***** Exercise input

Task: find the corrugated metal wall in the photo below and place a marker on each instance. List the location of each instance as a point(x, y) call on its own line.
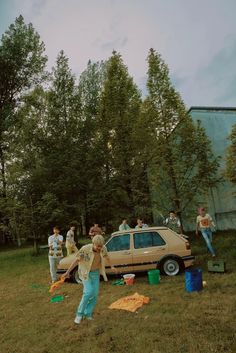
point(218, 123)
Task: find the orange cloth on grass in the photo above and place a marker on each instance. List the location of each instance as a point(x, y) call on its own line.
point(130, 303)
point(56, 285)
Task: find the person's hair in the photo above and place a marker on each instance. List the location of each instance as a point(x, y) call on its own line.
point(98, 240)
point(201, 209)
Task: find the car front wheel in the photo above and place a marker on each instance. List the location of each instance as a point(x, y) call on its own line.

**********

**Exercise directions:** Could you repeat back every line of the records above word for word, leaving out the picture?

**Full solution:**
Task: find the corrugated metal wall in the photo below and place a marker on each instance. List the location of each instance as a point(x, y) call on its own line.
point(218, 123)
Task: find the orange cloth on grass in the photo above and place a marker on each instance. List the location of each instance as a point(x, y) call on its own line.
point(130, 303)
point(56, 285)
Task: find the person's hair in the photo above and place a marker on each instance. List the location of each instance as a point(x, y) call on its own line.
point(98, 240)
point(201, 209)
Task: find the car front wheel in the photo above and place a marker on each instance. List the location of each instance as a point(x, y) call on its own line.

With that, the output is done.